● 任务目标
将给定文本中从“我们之前的分享中,以PX4 1.12版本”开始、到“input if needed.”结束的这一段原样抄录下来，首尾两处均包括在内。

● 给定文本
::::::

在之前的文章中我们讲了PX4的混动框架,控制信号由混控器输出执行机构的控制信号后,交由执行机构驱动器。
PX4支持多种驱动器类型,如fmu的pwmout驱动、io mcu驱动、dshot、DroneCAN(UAVCAN)、PCA9685等。
我们之前的分享中,以PX4 1.12版本为基础,今年6月发布的最新版本的1.13版本在混控和执行机构驱动做了较多的修改,比较重要的修改修改有
-
取消io单片机的mixer功能,全部由fmu实现mixer
相关修改说明:https://github.com/PX4/PX4-Autopilot/commit/089c962d9208b3616ba505ab927fa399554035d4
-
支持控制动态分配
相关修改说明:https://github.com/PX4/PX4-Autopilot/commit/089c962d9208b3616ba505ab927fa399554035d4
我们基于1.13版本,介绍一下PX4的执行机构驱动框架。
PX4启动时根据配置选择启动的执行机构驱动类型,px4io、pwm_out、dshot、uavcan_esc
#
# Start IO for PWM output or RC input if needed.

::::::

● 原始数据
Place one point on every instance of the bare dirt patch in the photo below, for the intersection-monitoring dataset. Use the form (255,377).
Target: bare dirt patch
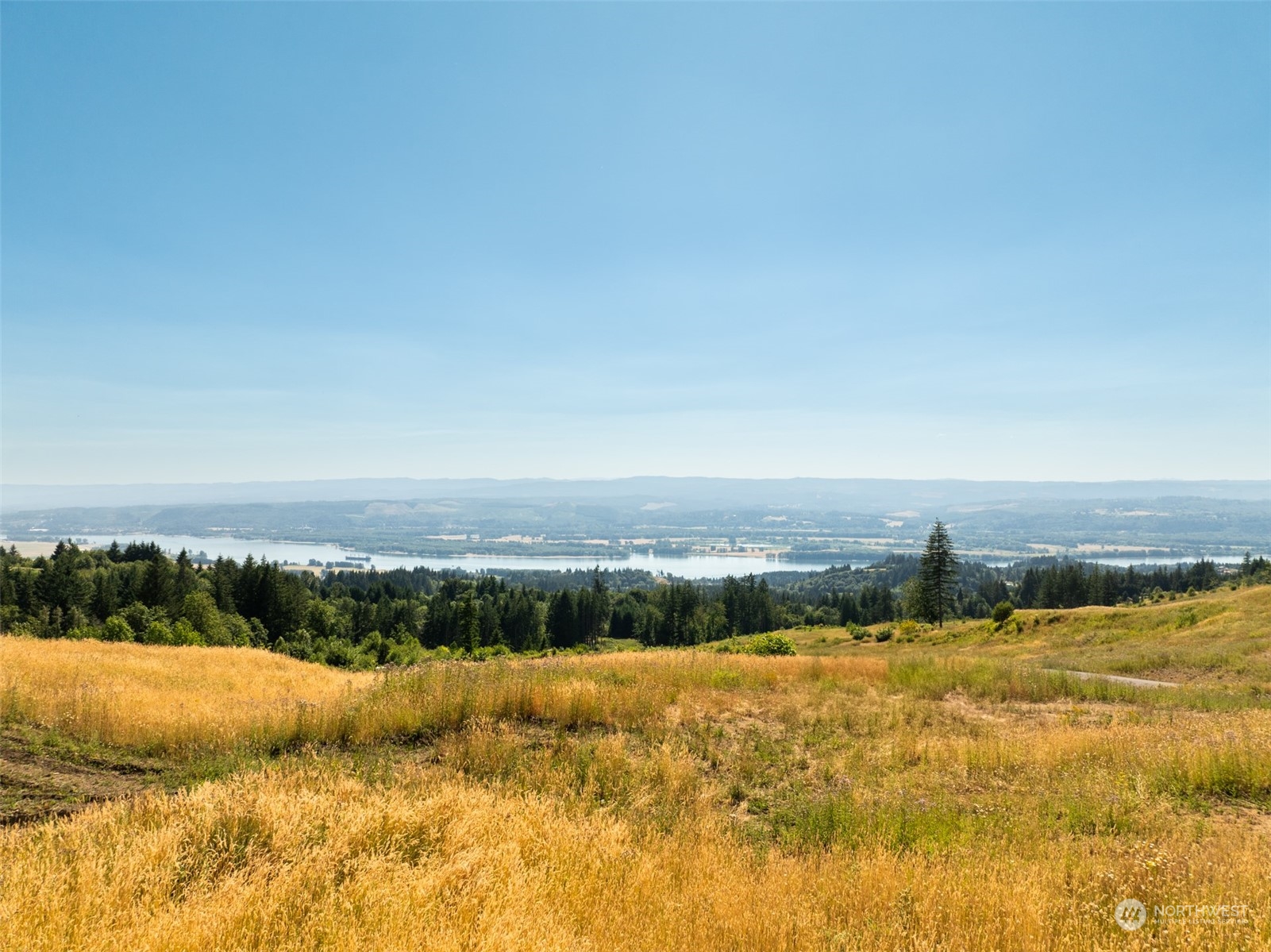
(36,783)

::::::

● 练习答案
我们之前的分享中,以PX4 1.12版本为基础,今年6月发布的最新版本的1.13版本在混控和执行机构驱动做了较多的修改,比较重要的修改修改有
-
取消io单片机的mixer功能,全部由fmu实现mixer
相关修改说明:https://github.com/PX4/PX4-Autopilot/commit/089c962d9208b3616ba505ab927fa399554035d4
-
支持控制动态分配
相关修改说明:https://github.com/PX4/PX4-Autopilot/commit/089c962d9208b3616ba505ab927fa399554035d4
我们基于1.13版本,介绍一下PX4的执行机构驱动框架。
PX4启动时根据配置选择启动的执行机构驱动类型,px4io、pwm_out、dshot、uavcan_esc
#
# Start IO for PWM output or RC input if needed.